══ Text segment ══

AMD FSR upscaling

  • Thread starter Deleted member 90741
  • Start date
Would AMD really use FP32 for the compute shader? I thought they talked about FP16...

Interessting would be seeing FSR 2.0 on a Oled display. The fast pixel response time should make the movement artefacts more visible...
 
Would AMD really use FP32 for the compute shader? I thought they talked about FP16...

It's just guesswork on my part based on HUB's data.

The 6800 XT I think has something like 35%? more FP16 throughput than the RTX 3080 on paper, but I don't know off hand what real tests of the two compare in that respect.

At least with my rough estimation, as I haven't gone through the data finely and human pattern recognition of course can be pretty faulty, the most commonality to me does seem to be FP32 relative to everything else. Just to me more precise don't mean just total FP32 throughput, but how much FP32 is available to the GPU relative to where it performs for gaming.

Also the other issue is this could just be correlation and something else on the GPUs that is scaling with FP32 resources is accounting for the difference. As well as the limited sample size we have here.
 
Would AMD really use FP32 for the compute shader? I thought they talked about FP16...

Just a follow-up, so I decided to parse some numbers. More ideally I would have liked to have actual overhead numbers (as I used in an earlier post), but making do with perf gain instead. Performance gains numbers is how much more avg FSR 2.0 quality has over native. FP32 numbers pulled from TPU's database, FP16 ratio also pulled from TPU's database. I used "vs" because the cards being compare were the closest to the same performance tier for this game based on the numbers used and they had the same settings.

RX 570 vs. 1650 Super at 1440p medium -

RX 570 - 10% perf gain. 1650 Super - 6%.
RX 570 - 5.1 tflops, 1:1 FP16. GTX 1650 Super - 4.4 tflops, 2:1 FP16.

The 1650 Super however has a faster baseline and therefore less total frame time per frame to work with for speedups.

Vega 64 vs 1070ti at 1440p ultra -
Vega 64 - 25%, 1070ti - 20%
Vega 64 - 12.7 tflops, 2:1 FP16. GTX 1070.ti - 8.2 tflops, 1:16 FP16.

Both had essentially the same perf, so frame time per frame would be very close.

5700 XT vs. RTX 2060 at 1440p ultra, except RTX 2060 used low textures
5700 XT - 21%, RTX 2060 - 18%
5700 XT - 9.75 tflops, 2:1 FP16. RTX 2060 - 6.5 tflops, 1:16 FP16.

6800 XT vs. RTX 3080 at 4K Ultra
6800 XT - 28%, RTX 3080 - 38%
6800 XT - 20.7 tflops, 2:1 FP16. RTX 3080 - 29.8 tflops, 1:1 FP16.

6800 XT was actually faster at native but ended up slower with FSR 2.0 scaling regardless of quality.

═══
══ Exercise material ══

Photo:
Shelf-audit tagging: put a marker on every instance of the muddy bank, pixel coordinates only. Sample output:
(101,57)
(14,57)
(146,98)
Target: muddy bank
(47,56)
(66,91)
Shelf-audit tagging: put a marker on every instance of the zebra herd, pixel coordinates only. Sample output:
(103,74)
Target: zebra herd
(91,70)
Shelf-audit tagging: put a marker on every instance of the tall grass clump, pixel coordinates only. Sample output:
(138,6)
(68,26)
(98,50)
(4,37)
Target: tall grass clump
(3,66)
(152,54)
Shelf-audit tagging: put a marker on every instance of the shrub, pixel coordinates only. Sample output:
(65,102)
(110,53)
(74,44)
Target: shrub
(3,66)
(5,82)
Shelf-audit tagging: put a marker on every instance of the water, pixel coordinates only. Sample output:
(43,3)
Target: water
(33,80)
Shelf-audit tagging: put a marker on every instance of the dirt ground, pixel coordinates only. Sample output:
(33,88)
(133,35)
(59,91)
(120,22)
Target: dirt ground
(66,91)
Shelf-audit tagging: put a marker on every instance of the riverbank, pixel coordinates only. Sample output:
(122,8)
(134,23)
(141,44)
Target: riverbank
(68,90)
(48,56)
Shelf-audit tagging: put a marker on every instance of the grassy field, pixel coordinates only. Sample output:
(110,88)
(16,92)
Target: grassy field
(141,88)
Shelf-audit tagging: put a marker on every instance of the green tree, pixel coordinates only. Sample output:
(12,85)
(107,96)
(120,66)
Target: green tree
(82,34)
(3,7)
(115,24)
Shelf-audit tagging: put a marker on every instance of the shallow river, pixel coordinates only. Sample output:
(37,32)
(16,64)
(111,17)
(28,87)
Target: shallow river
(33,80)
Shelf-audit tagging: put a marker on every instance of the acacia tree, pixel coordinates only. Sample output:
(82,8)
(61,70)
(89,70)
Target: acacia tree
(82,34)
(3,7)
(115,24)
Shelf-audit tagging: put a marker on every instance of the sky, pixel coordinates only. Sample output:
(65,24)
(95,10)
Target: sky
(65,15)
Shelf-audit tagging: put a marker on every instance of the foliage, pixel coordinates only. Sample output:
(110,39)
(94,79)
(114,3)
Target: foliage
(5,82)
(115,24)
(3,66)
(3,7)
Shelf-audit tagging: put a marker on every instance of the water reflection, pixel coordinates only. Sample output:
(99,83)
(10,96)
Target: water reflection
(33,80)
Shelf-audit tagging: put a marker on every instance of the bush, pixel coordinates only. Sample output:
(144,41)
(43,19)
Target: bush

═══

**Request A:**
In the AMD FSR upscaling thread, what FP32 throughput is listed for the Vega 64?
**Request B:**
Rescale the listing from the line containing "water reflection, pixel" through the end of the listing, reproducing every line, requests included. Multiply each answer coordinate by 0.65 and round to whole numbers with halves going up, but leave the numbers in the requests and their sample outputs unchanged.

**Full response A:**
12.7 tflops

**Full response B:**
Shelf-audit tagging: put a marker on every instance of the water reflection, pixel coordinates only. Sample output:
(99,83)
(10,96)
Target: water reflection
(21,52)
Shelf-audit tagging: put a marker on every instance of the bush, pixel coordinates only. Sample output:
(144,41)
(43,19)
Target: bush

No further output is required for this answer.